══ EXTRAIT CHOISI

Si vous gravitez un tant soit peu par conviction, par affinité ou par obligation autour du petit monde des bibliothèques, vous n'avez donc pas pu manquer "the big thing", le truc dont tout le monde parle (encore), je veux bien sûr parler de la Copy-party du 7 mars 2012 organisée à la bibliothèque universitaire du pôle universitaire yonnais (= la roche sur yon). Chose promise, chose dûe, un billet pour faire le point et répondre à la question :
Que retenir de tout cela ?
C'EST PAS MOI C'EST EUX. Avec mes deux petits camarades, Silvère Mercier et Lionel Maurel, on s'est gourmandement partagé les diverses interventions médiatiques (j'y reviens plus tard). Mais il faut ici rappeler que si j'ai été enchanté de jouer au GO (gentil organisateur), c'est à eux et à eux seuls que revient l'entière paternité du concept (là c'est plutôt Silvère) et surtout le cadrage juridique de l'opération (là c'est plutôt Lionel). Le coup de génie, c'est eux, l'opportuniste de terrain, c'est moi 😉 Rappeler également que si mon nom est associé à l'événement (et il l'est), il doit alors l'être avec deux autres : celui de Sandrine Lorans, responsable de la BU de La Roche sur Yon et celui d'Hélène Grognet, directrice du SCD de Nantes. Sans leur accord et leur enthousiasme immédiat, nous n'en serions pas là aujourd'hui.

════
══ DONNÉES PRÉSENTÉES

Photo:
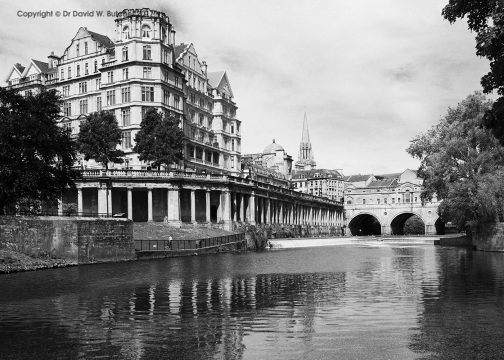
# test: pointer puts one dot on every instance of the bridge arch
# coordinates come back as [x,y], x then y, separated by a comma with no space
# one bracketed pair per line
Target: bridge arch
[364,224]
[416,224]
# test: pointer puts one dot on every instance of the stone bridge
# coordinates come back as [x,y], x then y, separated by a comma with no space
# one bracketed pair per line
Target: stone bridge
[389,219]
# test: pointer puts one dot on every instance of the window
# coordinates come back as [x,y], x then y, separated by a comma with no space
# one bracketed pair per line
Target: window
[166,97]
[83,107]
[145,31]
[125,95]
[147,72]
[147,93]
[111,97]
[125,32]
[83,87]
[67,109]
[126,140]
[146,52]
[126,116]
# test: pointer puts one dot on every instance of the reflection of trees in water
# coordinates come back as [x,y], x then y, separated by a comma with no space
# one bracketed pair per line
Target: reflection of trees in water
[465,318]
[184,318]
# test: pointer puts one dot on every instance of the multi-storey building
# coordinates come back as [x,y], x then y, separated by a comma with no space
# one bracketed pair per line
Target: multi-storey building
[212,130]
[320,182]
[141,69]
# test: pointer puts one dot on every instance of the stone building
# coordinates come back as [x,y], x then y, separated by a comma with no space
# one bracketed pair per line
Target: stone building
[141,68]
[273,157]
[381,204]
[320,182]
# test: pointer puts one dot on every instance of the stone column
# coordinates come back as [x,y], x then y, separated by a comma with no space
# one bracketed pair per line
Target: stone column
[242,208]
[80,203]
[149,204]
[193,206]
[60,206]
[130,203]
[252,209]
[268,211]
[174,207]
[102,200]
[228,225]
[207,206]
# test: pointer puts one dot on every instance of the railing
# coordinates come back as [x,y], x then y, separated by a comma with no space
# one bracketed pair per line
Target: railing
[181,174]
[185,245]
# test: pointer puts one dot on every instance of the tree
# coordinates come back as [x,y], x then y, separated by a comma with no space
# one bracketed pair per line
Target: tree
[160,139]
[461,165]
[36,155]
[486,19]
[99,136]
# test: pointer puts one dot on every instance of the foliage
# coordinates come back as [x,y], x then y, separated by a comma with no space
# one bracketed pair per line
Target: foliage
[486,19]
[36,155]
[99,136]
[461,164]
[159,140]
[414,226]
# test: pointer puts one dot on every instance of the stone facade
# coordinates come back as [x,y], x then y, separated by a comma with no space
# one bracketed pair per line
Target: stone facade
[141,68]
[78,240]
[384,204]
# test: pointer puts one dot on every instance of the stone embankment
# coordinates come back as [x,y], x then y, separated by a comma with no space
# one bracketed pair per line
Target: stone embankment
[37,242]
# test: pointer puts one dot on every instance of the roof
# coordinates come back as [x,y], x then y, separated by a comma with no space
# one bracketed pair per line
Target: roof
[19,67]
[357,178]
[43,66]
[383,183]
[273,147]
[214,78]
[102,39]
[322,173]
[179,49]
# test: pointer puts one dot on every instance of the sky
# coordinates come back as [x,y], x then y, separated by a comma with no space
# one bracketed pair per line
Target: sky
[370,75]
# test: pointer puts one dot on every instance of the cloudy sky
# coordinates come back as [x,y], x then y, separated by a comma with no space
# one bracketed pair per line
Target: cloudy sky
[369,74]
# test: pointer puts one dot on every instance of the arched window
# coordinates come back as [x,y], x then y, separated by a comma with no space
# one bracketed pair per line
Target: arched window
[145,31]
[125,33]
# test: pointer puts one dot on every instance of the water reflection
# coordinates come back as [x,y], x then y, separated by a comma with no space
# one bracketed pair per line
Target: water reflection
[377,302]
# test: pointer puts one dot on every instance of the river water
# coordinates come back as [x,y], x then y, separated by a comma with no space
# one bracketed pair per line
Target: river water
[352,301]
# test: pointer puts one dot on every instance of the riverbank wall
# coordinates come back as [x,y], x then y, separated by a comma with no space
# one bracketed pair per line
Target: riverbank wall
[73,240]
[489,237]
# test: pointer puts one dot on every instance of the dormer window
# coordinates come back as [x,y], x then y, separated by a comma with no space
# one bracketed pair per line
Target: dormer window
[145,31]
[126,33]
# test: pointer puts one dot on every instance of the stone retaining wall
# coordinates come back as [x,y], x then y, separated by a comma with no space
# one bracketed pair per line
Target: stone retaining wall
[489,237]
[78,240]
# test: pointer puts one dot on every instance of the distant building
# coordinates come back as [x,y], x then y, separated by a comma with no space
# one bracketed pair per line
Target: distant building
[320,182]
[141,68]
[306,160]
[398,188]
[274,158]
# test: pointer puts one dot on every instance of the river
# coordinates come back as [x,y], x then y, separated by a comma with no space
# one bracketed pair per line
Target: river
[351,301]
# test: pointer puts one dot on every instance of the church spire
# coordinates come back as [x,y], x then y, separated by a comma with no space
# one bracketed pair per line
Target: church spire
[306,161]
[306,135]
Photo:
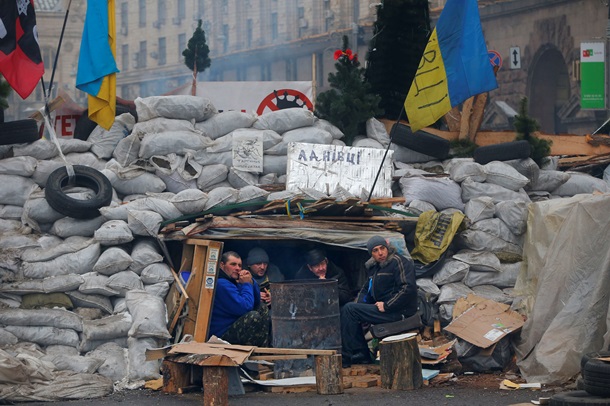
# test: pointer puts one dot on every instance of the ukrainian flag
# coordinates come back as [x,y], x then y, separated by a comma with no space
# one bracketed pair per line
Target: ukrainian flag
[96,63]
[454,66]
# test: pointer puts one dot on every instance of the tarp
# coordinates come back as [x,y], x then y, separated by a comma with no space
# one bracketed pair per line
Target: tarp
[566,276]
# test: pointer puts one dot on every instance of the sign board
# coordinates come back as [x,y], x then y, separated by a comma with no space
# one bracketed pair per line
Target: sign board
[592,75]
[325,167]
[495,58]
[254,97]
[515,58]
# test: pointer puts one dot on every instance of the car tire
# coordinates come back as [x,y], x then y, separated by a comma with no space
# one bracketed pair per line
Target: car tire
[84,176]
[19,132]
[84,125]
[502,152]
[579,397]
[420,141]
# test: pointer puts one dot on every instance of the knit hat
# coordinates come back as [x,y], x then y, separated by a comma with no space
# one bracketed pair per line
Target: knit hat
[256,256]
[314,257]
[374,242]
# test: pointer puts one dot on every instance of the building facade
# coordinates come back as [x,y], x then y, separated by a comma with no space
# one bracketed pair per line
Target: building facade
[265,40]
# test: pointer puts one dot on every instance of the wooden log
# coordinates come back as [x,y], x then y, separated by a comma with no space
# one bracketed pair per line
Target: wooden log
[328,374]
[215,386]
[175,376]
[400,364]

════
══ DONNÉES PRÉSENTÉES

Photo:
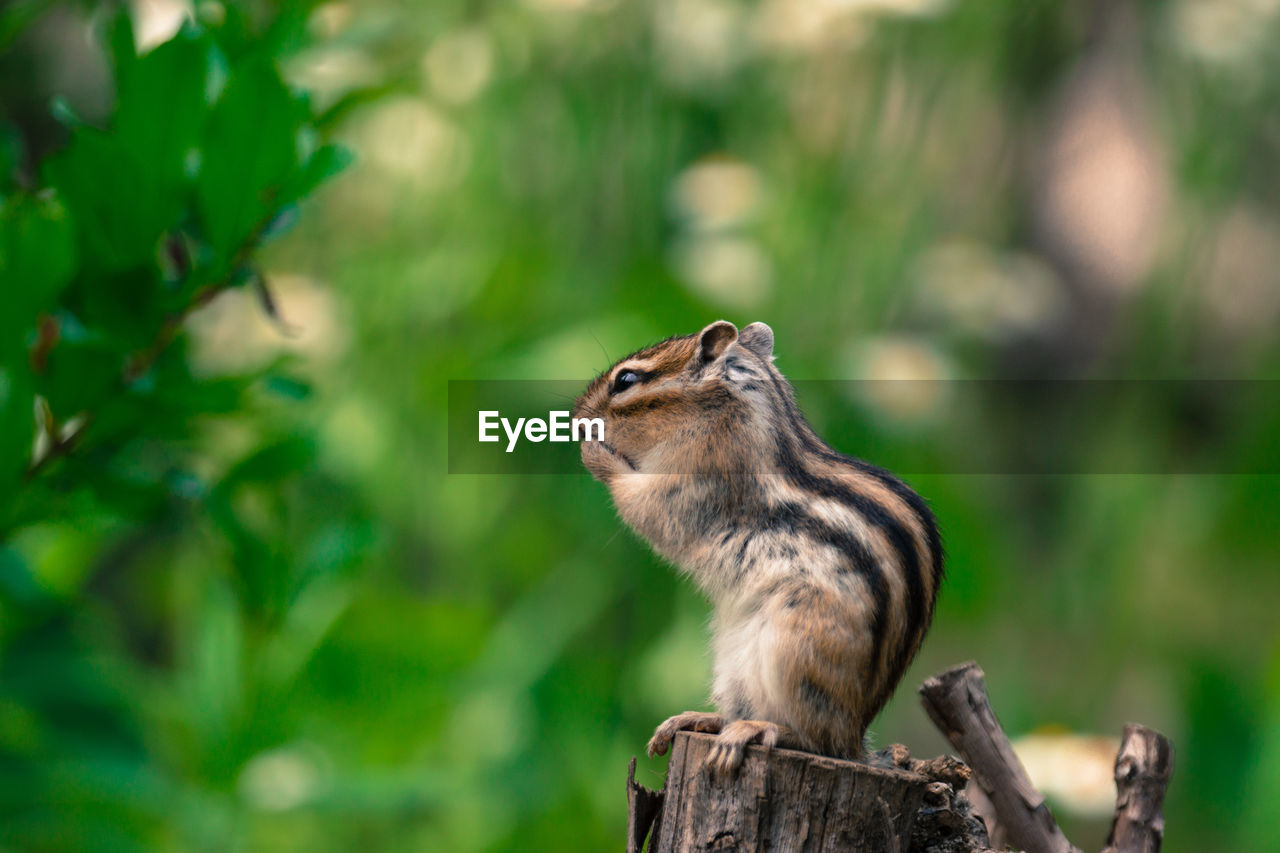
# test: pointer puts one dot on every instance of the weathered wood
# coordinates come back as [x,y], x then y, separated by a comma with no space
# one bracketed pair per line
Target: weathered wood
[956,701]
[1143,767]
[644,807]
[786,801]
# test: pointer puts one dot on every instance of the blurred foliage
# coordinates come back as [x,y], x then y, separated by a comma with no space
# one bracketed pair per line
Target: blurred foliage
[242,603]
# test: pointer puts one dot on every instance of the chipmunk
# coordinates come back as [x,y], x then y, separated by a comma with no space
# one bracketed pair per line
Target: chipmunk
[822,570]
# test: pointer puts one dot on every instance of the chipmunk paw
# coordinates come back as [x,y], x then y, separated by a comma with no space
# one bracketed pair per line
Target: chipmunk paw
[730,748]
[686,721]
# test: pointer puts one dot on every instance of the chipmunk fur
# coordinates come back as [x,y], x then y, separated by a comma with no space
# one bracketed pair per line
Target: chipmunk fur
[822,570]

════
══ DONNÉES PRÉSENTÉES

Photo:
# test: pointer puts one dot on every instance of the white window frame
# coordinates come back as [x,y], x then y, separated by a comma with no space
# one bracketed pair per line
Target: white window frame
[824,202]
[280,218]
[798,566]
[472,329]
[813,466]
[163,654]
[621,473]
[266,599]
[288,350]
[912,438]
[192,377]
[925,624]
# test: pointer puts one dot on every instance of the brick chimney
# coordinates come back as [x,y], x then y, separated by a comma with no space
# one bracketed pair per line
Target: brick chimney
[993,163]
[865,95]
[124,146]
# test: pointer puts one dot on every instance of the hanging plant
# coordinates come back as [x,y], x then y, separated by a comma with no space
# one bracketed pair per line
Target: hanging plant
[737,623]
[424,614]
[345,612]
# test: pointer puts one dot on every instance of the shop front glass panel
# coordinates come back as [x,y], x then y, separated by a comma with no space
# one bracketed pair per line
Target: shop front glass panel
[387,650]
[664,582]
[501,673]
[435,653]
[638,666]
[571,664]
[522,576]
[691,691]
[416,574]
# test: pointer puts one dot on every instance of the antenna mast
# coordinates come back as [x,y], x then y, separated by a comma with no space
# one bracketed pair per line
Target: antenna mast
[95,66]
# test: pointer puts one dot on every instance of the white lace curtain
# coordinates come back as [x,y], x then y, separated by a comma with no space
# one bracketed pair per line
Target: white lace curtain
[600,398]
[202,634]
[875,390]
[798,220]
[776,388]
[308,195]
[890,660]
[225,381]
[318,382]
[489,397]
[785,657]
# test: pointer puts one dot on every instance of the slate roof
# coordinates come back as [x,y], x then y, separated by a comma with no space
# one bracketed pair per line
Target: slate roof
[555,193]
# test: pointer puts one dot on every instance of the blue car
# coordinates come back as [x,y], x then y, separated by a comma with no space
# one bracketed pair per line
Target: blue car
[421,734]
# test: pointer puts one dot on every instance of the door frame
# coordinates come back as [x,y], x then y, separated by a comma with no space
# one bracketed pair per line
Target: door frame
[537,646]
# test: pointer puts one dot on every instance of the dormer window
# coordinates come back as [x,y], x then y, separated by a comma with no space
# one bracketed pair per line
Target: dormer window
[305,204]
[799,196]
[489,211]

════

→ TRAVAIL DEMANDÉ:
1/ Recopiez, s'il vous plaît, le passage du billet sur la Copy-party allant de « C'EST PAS MOI » jusqu'à « pas là aujourd'hui. » inclus.
2/ Prolongez le billet sur la Copy-party au-delà de sa dernière phrase.
Ces données forment un ensemble distinct du billet sur la Copy-party.

→ RÉPONSES AUX CONSIGNES:
1/
C'EST PAS MOI C'EST EUX. Avec mes deux petits camarades, Silvère Mercier et Lionel Maurel, on s'est gourmandement partagé les diverses interventions médiatiques (j'y reviens plus tard). Mais il faut ici rappeler que si j'ai été enchanté de jouer au GO (gentil organisateur), c'est à eux et à eux seuls que revient l'entière paternité du concept (là c'est plutôt Silvère) et surtout le cadrage juridique de l'opération (là c'est plutôt Lionel). Le coup de génie, c'est eux, l'opportuniste de terrain, c'est moi 😉 Rappeler également que si mon nom est associé à l'événement (et il l'est), il doit alors l'être avec deux autres : celui de Sandrine Lorans, responsable de la BU de La Roche sur Yon et celui d'Hélène Grognet, directrice du SCD de Nantes. Sans leur accord et leur enthousiasme immédiat, nous n'en serions pas là aujourd'hui.

2/
LA COUVERTURE MEDIA (et le rôle de twitter) Je ne vais pas vous faire un dessin, mais niveau couverture médiatique, on est plutôt contents 😉 Cette couverture médiatique (en tout cas pour la partie nationale) est uniquement dûe à l'activisme de Lionel Silvère et moi sur les réseaux sociaux (enfin sur Twitter) les 15 jours précédant l'événement (Baptiste, chargé de communication du pôle Yonnais, se chargeant du harcèlement – fécond – de la presse locale). L'occasion de mesurer à quel point l'outil est viralement et relationnellement puissant, a fortiori quand on tient quelque chose de "vraiment" original et/ou innovant (ou en tout cas présenté comme tel pas ses organisateurs 😉 Même si l'on n'a pas atteint les "trending topics France" le jour J, le hashtag officiel #copyparty a parfaitement rempli son rôle de catalyseur.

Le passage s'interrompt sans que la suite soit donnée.